Rewrite the plant care text between "Harryson suggests these" and "a sunny spot.", inclusive, and swap "flowers" for "blooms".

*** Text passage ***

Harryson states hosta plants come in multiple varieties, and most work well in containers both alone and when spaciously nestled in with other plants.
She said: “Hostas are best planted in the early spring or autumn so that they have a chance to grow and settle before their growth slows in winter.
“As hostas grow horizontally, we recommend that you use a pot with less than three inches of space between the roots and the side of the pot, for your balcony display.
“This will give the roots space to grow, while allowing the leaves of the hosta fully spread out and flaunt their foliage.
Harryson suggests these “little stunners” make the perfect addition to any balcony garden.
She said: “Their green stems and blue or white flowers add a lovely balance of color and greenery to any outdoor space, big or small.
While agapanthus don’t thrive in winter, you can move their pots and cover them during cool seasons to protect from the change of season. Come spring and summer, they’ll produce flowers in June, July and August, especially when placed in a sunny spot.

*** Input data ***

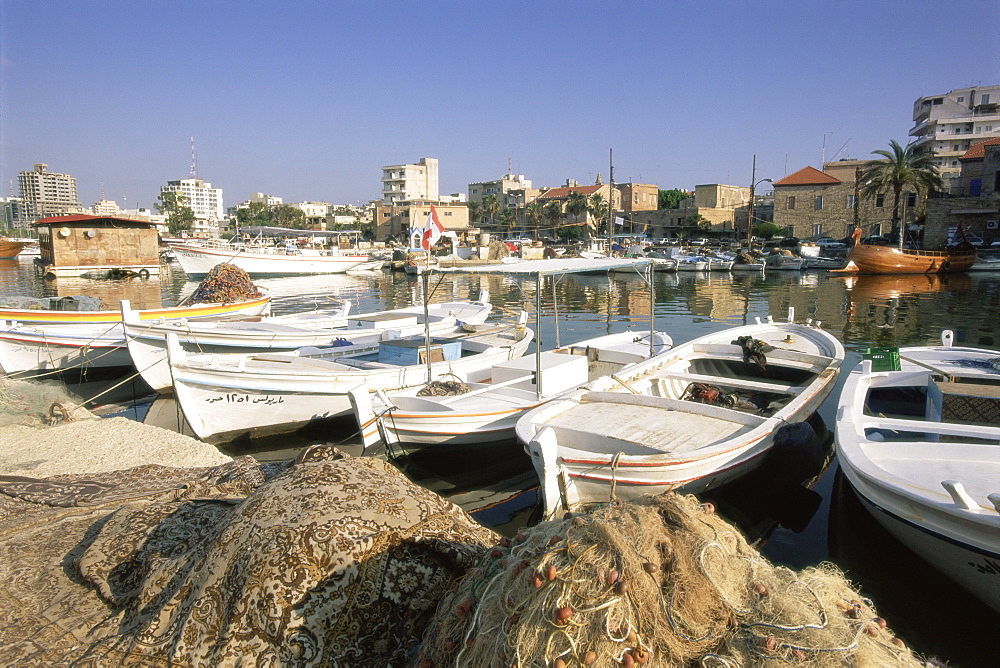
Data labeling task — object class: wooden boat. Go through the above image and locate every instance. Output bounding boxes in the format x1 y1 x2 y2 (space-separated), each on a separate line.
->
122 291 493 392
0 237 38 260
172 243 369 277
835 242 976 274
516 310 844 516
836 331 1000 612
0 297 271 375
167 315 533 443
350 332 672 449
0 295 271 325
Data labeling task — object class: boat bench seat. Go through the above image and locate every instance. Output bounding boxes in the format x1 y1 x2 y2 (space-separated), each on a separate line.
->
693 343 833 368
862 416 1000 444
659 371 804 395
580 392 766 425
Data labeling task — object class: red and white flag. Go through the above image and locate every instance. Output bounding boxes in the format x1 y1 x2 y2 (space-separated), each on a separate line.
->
420 206 444 251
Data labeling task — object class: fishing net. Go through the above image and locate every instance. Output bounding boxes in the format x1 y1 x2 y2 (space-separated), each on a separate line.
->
0 378 90 428
415 494 921 667
177 262 263 306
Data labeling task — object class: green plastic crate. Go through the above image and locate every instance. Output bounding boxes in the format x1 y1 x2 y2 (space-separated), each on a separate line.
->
864 348 899 371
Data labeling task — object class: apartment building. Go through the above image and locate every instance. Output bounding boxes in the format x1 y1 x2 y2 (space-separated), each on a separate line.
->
382 158 438 206
17 163 83 222
469 174 538 206
160 177 225 237
910 85 1000 195
374 199 470 243
924 137 1000 248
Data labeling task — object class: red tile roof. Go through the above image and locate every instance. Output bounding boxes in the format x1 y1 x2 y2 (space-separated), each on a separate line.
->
538 183 604 199
959 137 1000 160
774 167 841 186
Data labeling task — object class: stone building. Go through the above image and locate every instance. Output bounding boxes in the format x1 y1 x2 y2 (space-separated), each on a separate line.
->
773 160 925 239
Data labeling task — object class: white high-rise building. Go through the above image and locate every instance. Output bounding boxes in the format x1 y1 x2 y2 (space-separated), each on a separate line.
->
910 86 1000 195
17 163 83 221
382 158 438 205
160 177 225 236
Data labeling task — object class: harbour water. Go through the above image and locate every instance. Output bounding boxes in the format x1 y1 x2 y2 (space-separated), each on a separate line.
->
0 258 1000 666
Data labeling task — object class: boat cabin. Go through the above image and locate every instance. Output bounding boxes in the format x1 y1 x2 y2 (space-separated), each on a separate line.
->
35 214 160 278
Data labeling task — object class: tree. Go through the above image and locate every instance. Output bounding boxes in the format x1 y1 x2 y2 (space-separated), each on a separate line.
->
483 193 500 231
750 223 782 239
861 139 944 245
566 190 589 222
153 190 194 234
587 193 608 234
657 189 690 209
556 225 582 241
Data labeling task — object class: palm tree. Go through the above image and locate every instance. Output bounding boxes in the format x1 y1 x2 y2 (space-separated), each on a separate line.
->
587 193 613 234
524 200 545 238
861 139 944 247
483 193 500 232
545 200 562 236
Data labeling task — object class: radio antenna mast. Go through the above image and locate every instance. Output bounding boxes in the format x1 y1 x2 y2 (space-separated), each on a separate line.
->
190 137 198 178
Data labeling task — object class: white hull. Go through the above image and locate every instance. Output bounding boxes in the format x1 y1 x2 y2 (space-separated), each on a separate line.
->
173 245 369 276
123 296 492 392
168 327 531 442
836 332 1000 611
0 325 132 375
351 332 672 449
516 310 844 516
0 299 270 375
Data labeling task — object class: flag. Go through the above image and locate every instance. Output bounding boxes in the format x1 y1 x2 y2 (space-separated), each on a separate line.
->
420 206 444 251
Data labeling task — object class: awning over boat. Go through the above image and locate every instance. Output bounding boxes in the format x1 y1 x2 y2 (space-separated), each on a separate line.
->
431 257 653 276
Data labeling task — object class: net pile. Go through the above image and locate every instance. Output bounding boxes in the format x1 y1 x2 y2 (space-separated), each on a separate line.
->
416 494 921 668
177 262 263 306
0 378 89 428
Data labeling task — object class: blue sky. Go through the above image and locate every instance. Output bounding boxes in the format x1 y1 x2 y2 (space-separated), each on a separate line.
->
0 0 1000 207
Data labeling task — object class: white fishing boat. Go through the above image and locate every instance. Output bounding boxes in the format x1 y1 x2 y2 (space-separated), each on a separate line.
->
0 295 271 325
172 241 370 277
351 332 672 450
0 298 271 377
516 310 844 516
836 331 1000 612
167 316 533 443
125 291 493 392
764 253 805 271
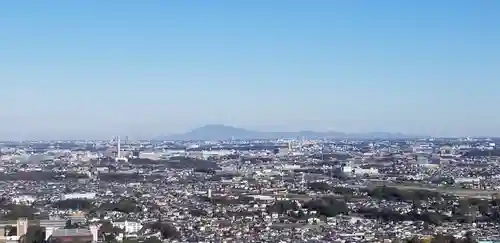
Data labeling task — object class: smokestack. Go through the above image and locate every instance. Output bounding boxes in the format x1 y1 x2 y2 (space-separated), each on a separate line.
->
116 136 121 158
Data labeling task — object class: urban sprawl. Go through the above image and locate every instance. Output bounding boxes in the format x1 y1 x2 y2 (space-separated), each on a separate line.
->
0 138 500 243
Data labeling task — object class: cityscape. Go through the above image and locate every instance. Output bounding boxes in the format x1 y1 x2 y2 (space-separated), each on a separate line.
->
0 0 500 243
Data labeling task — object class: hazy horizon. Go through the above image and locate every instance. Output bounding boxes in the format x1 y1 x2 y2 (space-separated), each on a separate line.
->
0 0 500 140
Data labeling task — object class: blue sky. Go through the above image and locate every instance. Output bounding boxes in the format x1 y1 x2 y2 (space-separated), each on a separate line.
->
0 0 500 139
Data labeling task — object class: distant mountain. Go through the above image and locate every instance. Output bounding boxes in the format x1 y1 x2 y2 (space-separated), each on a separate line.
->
158 125 415 140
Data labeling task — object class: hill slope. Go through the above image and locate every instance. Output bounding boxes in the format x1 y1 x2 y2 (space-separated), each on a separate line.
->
159 125 414 140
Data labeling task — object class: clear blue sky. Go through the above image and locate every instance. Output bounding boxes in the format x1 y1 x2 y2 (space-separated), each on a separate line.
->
0 0 500 139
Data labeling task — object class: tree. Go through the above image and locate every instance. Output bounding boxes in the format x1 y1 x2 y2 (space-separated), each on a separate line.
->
98 221 122 242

***

* _The completed task_:
Harryson suggests these “little stunners” make the perfect addition to any balcony garden.
She said: “Their green stems and blue or white blooms add a lovely balance of color and greenery to any outdoor space, big or small.
While agapanthus don’t thrive in winter, you can move their pots and cover them during cool seasons to protect from the change of season. Come spring and summer, they’ll produce blooms in June, July and August, especially when placed in a sunny spot.